RECORDS FOR PROCESSING:
::::

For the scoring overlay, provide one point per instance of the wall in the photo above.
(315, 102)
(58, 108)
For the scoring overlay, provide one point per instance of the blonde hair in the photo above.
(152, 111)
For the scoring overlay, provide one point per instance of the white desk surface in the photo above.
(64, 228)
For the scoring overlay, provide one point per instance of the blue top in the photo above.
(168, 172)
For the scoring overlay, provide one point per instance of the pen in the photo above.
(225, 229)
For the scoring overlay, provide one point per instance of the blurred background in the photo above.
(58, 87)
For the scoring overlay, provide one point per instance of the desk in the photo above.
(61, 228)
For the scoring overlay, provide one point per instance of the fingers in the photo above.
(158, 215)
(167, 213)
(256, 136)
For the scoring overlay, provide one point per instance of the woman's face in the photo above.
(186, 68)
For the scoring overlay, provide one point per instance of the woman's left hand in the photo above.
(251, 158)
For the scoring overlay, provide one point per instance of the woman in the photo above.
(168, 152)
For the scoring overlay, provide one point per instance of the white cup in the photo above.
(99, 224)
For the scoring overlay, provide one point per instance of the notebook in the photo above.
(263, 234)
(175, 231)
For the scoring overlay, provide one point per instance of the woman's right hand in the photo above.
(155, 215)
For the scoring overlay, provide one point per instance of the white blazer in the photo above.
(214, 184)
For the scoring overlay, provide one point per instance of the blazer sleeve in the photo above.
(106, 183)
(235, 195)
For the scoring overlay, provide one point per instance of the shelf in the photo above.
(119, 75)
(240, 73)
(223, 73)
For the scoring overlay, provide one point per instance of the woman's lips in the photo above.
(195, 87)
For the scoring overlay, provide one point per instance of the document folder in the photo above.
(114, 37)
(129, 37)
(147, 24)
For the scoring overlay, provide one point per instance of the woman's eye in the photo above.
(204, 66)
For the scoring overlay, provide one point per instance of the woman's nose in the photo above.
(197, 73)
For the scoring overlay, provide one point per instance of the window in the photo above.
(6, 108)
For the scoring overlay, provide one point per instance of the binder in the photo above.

::::

WHAT IS BEING ASKED: Shift the rows from the one containing "window in the photo above." through the end of the rows by adding 113 to every coordinate in the answers, and give those rows again, requests included.

WRITTEN RESPONSE:
For the scoring overlay, provide one point per instance of the window in the photo above.
(119, 221)
For the scoring overlay, provide one point per instance of the binder in the photo above.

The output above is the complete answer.